● Extract to read:
——————
Sheesh, it's so obvious.  Let's follow suit and put it in jargon that any film student who's read "The Screenwriter's Bible" can understand:  the script just doesn't pay off.  That's it, case closed.  No talk of Fiennes' fruity wardrobe or that Thriller jacket he wears, no underhanded use of my many comments on Paltrow's haggard appearence to segue into the nudity issue (and believe me, that would be a long segue).  We can't believe the characters really love eachother, we don't like the movie. 
Away, you scullion!  You rampallion!  You fustilarion! I'll tickle your catastrophe!
MeeeeeeeOW!
Take Josie and the Pussycats.   When will the average Blockbuster-goer be able to walk in and find THAT movie sitting under AFI's Top 100 Best Films?  Probably when the average Blockbuster-goer walks in and finds the Grand Dragon checking out Save the Last Dance.  But as a parody of American comercialism, Josie still rocks to a perfect comedic beat.   No, it's not "Oscar material."  Yes, it was a box-office failure and yes, it sailed over the heads of the majority of its target audience (teenage girls who love Carson Daly...and text messaging). But when I watched Josie and the Pussycats, I saw a more articulate culture commentary than (everyone thought) American Beauty (was).  Lack of understanding or proper exposure has resulted in many a masterpiece not getting the play it deserves.  When you've got the IFC snobs shunning mainstream Hollywood movies because they're not independent or foreign, and the drooling masses shunning independent and foreign movies because they don't star Freddy Prinze J.R., well...there's an awful lot of good stuff falling through the cracks. 


Percieved value is what's gorgeous about art---it's what you put into it.  A film, once put in front of an audience, no longer has any one implication.  What's left of original intent after post production gets pulled across a reel and splintered into a million tiny pixels, creating a series of  images that sends the same number of subjective interpretations pirouetting off into endless space.  Members of said audience are subject to sudden random flying projectiles striking them, personally, at any time.  That's why when you least expect it, you'll be watching The Passion of Joan of Arc and WHAM!  One of Falconetti's multiple closeups gets lodged in your main artery.   Some isolated component of the audio visual dynamic has impacted you for some reason, and perhaps your zeal for it bears no resemblance to the auteur's intent for the image.  But it still goes straight to your heart, you little narcissist.  Because it's all about you.  Film in the heart of the beholder is a personalized shred of somebody else's  vision.
——————
● Set of tasks:
1. In the film commentary, what movie does the writer say Josie and the Pussycats was a more articulate culture commentary than?
2. Pick up the film commentary after its final sentence and keep writing.

(Referring expression data)
——————
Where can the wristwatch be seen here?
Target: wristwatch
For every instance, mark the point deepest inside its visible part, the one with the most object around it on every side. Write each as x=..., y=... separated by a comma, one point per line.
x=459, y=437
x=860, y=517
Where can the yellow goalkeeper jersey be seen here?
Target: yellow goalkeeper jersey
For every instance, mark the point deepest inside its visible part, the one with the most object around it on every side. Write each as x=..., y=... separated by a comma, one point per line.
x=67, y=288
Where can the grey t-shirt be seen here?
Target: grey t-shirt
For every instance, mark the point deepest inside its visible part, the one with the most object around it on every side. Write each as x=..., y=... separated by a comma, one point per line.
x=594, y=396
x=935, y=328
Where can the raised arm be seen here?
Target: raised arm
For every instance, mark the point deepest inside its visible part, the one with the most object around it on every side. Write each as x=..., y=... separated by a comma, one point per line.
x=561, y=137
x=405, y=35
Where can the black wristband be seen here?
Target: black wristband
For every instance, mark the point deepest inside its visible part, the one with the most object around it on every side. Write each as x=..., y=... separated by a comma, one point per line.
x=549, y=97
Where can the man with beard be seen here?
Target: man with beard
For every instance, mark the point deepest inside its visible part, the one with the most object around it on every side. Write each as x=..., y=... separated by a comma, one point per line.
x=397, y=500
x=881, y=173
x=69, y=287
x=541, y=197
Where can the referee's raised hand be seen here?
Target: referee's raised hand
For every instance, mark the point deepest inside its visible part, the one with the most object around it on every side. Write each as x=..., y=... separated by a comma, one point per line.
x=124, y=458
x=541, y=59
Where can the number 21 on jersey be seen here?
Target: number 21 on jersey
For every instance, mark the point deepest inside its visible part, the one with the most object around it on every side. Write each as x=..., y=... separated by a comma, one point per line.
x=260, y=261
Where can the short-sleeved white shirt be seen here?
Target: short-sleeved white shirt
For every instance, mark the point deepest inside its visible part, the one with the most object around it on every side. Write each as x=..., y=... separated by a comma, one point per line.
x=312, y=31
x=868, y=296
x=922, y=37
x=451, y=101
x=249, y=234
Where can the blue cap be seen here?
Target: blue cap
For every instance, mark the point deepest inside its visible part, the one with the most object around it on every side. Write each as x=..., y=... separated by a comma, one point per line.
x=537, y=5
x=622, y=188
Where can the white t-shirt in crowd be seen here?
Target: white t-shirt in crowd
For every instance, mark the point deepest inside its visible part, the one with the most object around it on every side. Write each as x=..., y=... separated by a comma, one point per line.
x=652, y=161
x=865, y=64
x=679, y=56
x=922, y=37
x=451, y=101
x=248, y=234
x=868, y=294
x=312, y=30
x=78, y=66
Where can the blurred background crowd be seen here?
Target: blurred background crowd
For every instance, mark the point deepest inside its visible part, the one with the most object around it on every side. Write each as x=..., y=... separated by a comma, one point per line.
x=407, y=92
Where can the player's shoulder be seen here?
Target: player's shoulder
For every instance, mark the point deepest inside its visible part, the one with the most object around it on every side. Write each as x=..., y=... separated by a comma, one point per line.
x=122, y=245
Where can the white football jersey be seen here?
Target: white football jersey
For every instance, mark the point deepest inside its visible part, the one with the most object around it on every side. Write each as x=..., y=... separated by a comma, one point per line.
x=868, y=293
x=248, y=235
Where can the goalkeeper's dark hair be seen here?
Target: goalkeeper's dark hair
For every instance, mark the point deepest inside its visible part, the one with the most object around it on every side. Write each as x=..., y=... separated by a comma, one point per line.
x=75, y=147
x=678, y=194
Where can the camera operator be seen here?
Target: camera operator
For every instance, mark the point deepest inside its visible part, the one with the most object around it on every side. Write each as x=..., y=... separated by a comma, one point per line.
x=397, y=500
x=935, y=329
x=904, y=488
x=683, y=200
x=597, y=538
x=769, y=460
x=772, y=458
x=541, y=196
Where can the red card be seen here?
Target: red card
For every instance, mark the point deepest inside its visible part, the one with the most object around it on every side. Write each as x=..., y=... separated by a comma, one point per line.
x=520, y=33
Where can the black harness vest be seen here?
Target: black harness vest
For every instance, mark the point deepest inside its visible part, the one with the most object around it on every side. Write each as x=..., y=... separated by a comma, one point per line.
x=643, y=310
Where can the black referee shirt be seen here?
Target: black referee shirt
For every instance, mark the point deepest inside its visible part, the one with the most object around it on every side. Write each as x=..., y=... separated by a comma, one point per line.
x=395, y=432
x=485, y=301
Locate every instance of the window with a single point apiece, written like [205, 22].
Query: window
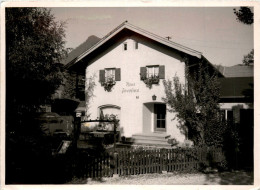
[105, 74]
[110, 74]
[152, 71]
[125, 46]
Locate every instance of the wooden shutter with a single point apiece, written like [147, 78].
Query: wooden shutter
[162, 72]
[142, 72]
[101, 75]
[118, 74]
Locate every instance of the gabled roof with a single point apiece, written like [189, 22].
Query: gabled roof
[237, 87]
[239, 71]
[126, 25]
[92, 40]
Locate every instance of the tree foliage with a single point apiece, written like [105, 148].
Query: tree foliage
[196, 106]
[244, 15]
[249, 58]
[34, 49]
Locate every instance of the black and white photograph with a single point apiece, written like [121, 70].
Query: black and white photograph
[128, 95]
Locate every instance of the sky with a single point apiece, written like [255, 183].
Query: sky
[214, 31]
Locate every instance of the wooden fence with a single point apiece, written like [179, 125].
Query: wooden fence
[144, 161]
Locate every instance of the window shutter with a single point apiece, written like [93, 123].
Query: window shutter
[101, 75]
[162, 72]
[118, 74]
[143, 72]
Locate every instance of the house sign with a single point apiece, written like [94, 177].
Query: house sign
[130, 88]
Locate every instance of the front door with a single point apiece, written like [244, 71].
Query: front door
[159, 117]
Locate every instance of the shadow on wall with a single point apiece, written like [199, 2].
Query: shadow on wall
[231, 178]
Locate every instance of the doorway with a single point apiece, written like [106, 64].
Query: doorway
[159, 117]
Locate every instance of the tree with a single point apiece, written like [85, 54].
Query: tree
[196, 106]
[34, 49]
[244, 15]
[249, 58]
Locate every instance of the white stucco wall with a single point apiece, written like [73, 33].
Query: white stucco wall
[131, 103]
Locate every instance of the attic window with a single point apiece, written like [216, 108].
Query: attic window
[125, 46]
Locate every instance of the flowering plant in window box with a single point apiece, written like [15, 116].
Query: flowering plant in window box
[149, 81]
[109, 83]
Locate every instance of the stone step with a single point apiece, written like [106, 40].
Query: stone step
[151, 135]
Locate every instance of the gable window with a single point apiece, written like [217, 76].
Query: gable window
[108, 77]
[152, 71]
[152, 74]
[110, 74]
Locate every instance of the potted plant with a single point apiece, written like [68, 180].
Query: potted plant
[149, 81]
[109, 83]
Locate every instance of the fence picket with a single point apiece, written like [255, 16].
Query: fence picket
[137, 161]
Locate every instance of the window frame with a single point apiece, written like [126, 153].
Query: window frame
[113, 69]
[153, 72]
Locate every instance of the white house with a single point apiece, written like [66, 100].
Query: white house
[129, 56]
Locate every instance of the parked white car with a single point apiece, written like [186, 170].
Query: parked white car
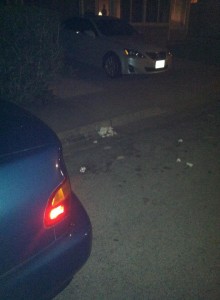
[112, 44]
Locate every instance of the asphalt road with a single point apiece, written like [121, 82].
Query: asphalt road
[152, 194]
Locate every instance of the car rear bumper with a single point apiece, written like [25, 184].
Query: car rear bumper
[143, 66]
[44, 275]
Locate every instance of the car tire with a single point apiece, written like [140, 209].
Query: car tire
[112, 65]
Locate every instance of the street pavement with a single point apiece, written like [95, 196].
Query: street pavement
[86, 101]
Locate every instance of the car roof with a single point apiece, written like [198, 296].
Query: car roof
[21, 131]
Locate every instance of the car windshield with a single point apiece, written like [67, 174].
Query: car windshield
[114, 27]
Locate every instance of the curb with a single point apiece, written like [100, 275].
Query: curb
[91, 130]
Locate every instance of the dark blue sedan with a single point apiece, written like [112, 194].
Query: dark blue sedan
[45, 233]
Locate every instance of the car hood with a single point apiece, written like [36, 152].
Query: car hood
[20, 131]
[136, 42]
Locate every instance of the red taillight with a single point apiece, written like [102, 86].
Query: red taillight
[58, 205]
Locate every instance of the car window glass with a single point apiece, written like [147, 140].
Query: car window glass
[114, 27]
[79, 25]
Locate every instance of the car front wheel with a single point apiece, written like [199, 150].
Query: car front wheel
[112, 65]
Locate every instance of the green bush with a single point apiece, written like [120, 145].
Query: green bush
[30, 55]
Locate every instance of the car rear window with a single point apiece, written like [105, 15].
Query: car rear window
[114, 27]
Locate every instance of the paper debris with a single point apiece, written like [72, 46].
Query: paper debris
[189, 164]
[120, 157]
[107, 148]
[82, 170]
[106, 132]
——————
● Responses per task:
1. American Beauty.

2.
All that crap to say: the basic value of watching movies is in what makes your heart flutter, in whatever unrelated way they might inspire you, not in what the Academy might have to say about it.  Being a good consumer is different from crafting a good film.  You can learn filmmaking, like you learn appreciation.  But loving a film is a reflex, like breath on the back of your neck makes your skin prickle, or a finger down the back of your throat makes you vomit chunks into a toilet.
You could live in Videodrome for 19.75 years without ever even hearing of
Citizen Kane and still be perfectly qualified to worship Fight Club.  Do you need to know who Georges Melies is to enjoy Smashing Pumpkins videos?  No.  Do you need to study montage dialectic to fully experience William Shakespeare's Romeo + Juliet? No.  Would you need more than two brain cells to pronounce Shakespeare in Love one of the greatest movies ever made?  No...
Remember, kids:  Knowing alot about movies may help a Critereon enthusiast organize his DVD collection, but that collection might still include Weekend at Bernie's

Knowing alot about movies will, however, always facilitate the expression of some person's unfailingly bad taste in them. Unless that person is Amy Taubin of the Villiage Voice.  ::Ahem::  And I quote:

"You too can be Shakespeare (or Shakespeare's muse) if you heedlessly throw yourself into a love affair that can't possibly last more than two weeks and maintain your cynicism about it at the same time."

Bravo, Ms. Taubin.  Bravo.  It takes only a tiny drop to start a waterfall.  The power of one!!!